Dataset records:
>> begin

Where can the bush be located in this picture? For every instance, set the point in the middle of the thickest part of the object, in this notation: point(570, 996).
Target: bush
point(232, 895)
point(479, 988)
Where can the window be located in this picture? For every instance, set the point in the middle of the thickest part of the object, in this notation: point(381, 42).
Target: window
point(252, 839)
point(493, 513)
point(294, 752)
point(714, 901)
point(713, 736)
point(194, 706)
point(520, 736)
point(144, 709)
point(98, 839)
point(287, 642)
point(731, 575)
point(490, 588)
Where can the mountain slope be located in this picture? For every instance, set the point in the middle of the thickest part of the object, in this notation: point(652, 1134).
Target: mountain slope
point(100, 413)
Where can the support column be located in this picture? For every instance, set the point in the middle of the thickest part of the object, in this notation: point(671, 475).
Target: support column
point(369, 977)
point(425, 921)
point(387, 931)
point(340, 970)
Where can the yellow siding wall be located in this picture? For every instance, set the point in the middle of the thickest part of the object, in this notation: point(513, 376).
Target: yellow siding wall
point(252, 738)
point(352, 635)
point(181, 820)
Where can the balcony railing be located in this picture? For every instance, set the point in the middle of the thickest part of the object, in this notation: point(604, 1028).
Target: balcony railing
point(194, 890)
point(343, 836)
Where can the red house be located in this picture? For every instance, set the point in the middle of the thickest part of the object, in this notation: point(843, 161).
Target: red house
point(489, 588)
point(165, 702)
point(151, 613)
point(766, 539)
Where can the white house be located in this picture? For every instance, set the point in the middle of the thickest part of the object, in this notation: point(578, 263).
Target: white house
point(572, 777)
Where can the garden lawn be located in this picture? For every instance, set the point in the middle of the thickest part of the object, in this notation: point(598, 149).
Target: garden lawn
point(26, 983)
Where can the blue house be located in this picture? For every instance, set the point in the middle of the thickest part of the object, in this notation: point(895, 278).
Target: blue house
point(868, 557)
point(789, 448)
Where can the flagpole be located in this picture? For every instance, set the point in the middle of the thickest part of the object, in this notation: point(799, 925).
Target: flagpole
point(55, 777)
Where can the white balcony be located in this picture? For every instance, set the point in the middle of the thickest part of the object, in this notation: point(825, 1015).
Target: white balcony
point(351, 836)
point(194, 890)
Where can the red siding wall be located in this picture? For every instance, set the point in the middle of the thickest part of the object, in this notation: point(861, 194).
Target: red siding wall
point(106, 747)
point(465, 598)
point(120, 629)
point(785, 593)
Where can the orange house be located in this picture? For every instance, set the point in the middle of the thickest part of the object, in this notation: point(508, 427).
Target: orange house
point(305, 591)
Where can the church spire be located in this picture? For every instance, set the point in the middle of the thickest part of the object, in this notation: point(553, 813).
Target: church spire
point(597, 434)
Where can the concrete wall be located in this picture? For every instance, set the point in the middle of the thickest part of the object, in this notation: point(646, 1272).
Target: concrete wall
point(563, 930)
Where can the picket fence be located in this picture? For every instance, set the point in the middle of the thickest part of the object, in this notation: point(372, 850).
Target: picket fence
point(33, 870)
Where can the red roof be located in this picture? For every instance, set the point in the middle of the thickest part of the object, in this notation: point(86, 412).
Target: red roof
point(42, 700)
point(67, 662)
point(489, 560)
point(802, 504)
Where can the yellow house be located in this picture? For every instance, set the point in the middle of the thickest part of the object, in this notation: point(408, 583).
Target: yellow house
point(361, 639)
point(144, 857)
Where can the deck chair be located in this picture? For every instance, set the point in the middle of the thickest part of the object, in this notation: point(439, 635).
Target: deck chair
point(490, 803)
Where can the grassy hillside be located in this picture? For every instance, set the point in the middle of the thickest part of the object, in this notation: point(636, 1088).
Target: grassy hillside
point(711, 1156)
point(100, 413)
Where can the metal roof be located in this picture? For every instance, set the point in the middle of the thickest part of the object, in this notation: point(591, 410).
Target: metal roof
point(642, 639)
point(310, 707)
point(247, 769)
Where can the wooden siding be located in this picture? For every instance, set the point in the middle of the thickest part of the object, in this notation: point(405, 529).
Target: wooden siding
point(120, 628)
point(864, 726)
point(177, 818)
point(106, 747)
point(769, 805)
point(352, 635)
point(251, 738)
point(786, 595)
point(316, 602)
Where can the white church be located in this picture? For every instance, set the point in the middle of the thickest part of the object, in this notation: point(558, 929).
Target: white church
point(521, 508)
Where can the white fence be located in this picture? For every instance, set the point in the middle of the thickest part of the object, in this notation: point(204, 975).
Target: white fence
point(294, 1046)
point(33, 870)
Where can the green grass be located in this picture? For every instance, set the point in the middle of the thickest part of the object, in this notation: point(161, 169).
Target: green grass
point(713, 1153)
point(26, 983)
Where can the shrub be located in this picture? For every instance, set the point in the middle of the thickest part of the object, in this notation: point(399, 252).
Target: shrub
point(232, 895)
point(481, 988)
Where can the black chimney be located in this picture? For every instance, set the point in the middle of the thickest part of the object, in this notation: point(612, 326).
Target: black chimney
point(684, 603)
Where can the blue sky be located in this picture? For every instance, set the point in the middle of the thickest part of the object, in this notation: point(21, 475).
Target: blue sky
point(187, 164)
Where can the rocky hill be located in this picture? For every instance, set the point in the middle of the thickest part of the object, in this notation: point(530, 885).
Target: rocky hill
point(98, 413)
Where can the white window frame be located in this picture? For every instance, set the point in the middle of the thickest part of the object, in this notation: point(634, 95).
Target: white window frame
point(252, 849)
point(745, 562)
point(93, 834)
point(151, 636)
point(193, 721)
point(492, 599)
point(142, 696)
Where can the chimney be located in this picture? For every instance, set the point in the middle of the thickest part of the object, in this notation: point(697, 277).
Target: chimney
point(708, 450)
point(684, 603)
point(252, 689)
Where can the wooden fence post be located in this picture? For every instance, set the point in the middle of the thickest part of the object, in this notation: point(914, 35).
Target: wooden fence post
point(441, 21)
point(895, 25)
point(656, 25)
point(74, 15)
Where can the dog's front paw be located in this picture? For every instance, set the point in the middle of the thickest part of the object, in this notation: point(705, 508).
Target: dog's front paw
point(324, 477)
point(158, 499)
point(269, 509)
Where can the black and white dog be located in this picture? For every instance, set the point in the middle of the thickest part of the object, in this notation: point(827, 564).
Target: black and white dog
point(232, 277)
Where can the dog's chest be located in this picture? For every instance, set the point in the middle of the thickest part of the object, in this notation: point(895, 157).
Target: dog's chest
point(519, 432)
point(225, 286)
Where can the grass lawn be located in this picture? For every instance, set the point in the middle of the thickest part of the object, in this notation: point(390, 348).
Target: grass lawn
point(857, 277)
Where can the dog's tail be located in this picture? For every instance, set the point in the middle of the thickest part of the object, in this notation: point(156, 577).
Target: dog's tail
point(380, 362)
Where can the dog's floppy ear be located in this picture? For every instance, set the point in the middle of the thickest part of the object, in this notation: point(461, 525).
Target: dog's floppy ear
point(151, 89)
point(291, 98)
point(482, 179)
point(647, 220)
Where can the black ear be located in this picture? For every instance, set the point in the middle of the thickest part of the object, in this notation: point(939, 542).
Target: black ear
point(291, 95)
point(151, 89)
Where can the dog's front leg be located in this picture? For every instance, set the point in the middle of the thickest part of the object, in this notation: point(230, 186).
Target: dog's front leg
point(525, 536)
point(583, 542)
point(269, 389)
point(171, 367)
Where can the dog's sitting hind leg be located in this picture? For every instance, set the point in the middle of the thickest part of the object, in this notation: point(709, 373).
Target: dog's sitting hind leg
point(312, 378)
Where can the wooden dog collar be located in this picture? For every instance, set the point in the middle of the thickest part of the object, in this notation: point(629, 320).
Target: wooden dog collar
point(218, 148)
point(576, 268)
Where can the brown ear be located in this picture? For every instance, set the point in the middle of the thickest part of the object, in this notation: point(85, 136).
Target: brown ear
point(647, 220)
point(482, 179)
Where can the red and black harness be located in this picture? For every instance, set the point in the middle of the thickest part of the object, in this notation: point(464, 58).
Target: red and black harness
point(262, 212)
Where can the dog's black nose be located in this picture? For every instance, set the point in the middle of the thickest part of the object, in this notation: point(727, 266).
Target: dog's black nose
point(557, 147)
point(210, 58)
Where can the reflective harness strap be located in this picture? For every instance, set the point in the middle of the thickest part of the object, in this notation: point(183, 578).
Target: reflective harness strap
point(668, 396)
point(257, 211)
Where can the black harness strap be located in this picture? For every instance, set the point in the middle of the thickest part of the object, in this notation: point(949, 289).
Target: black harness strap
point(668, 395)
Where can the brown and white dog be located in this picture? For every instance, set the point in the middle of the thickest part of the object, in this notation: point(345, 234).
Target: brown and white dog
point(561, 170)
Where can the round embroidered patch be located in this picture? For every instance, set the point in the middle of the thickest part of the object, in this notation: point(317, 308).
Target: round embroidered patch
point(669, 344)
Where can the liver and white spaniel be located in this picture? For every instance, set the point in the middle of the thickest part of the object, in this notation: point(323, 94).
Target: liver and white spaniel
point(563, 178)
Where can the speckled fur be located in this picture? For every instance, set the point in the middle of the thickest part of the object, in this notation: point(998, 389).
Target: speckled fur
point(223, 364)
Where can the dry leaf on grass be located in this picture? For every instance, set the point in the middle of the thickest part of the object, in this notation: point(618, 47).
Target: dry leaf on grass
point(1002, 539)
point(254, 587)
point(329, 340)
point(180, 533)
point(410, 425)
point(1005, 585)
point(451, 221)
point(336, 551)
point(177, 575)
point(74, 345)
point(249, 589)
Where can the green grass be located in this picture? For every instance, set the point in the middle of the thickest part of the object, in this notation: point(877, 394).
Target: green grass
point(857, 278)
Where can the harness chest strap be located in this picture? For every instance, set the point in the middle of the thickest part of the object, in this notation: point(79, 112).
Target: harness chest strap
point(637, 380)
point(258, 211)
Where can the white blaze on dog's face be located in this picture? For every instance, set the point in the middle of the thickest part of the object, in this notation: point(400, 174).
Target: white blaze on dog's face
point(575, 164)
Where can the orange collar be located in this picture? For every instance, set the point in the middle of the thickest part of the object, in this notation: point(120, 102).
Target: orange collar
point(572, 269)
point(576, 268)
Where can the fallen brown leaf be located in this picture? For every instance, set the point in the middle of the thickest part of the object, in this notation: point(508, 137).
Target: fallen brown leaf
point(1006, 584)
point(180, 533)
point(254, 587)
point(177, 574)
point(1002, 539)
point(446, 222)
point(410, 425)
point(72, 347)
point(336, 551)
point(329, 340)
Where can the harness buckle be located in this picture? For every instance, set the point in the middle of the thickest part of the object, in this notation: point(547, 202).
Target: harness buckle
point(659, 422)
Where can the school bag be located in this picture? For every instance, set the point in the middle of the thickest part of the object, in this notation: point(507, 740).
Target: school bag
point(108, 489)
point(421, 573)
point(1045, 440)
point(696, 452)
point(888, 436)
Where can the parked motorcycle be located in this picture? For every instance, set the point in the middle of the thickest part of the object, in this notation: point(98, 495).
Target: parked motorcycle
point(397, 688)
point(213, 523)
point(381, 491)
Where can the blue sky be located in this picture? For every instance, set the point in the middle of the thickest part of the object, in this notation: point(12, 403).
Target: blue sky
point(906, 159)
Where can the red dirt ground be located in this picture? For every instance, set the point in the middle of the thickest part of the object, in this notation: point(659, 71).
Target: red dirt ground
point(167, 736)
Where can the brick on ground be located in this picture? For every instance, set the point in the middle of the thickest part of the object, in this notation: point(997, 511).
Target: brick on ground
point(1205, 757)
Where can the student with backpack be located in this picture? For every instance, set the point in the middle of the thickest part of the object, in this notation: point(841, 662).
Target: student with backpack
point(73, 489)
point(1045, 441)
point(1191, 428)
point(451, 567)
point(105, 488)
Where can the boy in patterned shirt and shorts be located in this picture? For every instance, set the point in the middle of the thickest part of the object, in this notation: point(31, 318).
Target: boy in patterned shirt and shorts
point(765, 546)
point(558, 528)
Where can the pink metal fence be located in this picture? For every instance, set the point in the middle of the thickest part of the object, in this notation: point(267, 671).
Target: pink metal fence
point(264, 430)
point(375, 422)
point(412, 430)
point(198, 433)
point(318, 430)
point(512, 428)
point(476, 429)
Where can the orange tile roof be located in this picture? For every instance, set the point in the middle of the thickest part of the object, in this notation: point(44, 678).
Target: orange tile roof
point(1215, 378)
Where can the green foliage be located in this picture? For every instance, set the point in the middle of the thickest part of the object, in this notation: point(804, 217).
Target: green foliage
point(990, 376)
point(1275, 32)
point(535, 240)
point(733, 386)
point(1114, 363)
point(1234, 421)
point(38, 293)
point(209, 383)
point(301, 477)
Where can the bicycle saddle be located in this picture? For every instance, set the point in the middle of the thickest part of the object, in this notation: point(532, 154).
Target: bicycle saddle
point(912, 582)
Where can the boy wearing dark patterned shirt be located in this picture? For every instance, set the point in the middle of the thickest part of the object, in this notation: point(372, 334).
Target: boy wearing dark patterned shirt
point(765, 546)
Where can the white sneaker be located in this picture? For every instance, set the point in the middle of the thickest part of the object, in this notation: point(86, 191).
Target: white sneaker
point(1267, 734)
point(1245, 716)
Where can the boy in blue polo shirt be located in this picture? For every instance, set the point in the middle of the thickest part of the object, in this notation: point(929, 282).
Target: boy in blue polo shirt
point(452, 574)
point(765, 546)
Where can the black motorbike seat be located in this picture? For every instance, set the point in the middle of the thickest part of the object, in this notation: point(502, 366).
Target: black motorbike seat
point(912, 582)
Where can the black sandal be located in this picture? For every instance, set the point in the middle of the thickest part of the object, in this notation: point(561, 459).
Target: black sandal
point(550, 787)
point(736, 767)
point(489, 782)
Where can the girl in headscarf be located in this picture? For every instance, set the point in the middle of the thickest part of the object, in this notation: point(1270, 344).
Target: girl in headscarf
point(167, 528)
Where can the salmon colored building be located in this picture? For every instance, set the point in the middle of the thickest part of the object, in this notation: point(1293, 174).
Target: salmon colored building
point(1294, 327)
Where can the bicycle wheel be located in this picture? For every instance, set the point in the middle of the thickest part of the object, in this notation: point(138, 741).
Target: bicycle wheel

>> end

*Work to complete:* Change "support column" to "pillar" in the material from its first line up to and including the line with "point(343, 836)". Give those lines back with nothing else altered.

*Final result:*
Where can the bush be located in this picture? For every instance, set the point in the middle of the thickest part of the object, in this notation: point(570, 996).
Target: bush
point(232, 895)
point(479, 988)
Where can the window be located in this picture? For every instance, set the point in the middle of the thickest part of the object, in this notation: point(381, 42).
Target: window
point(252, 839)
point(493, 513)
point(294, 752)
point(714, 901)
point(713, 736)
point(194, 706)
point(520, 736)
point(144, 709)
point(98, 839)
point(287, 642)
point(731, 575)
point(490, 588)
Where can the mountain slope be located in this picture? For every instance, set the point in the middle of the thickest part of the object, in this notation: point(652, 1134).
Target: mountain slope
point(100, 413)
Where can the pillar be located in this picture? For every instance, set the point in the middle of the thickest part of the object, in this notation: point(671, 475).
Target: pillar
point(369, 977)
point(425, 921)
point(387, 931)
point(340, 970)
Where can the yellow siding wall be located in this picture? For every instance, set the point in the middle of the thickest part of the object, in this notation: point(513, 376).
Target: yellow siding wall
point(252, 738)
point(352, 635)
point(181, 820)
Where can the balcony railing be located in this picture? For every instance, set the point in the middle of the thickest part of the object, in this notation: point(604, 1028).
Target: balcony railing
point(194, 890)
point(343, 836)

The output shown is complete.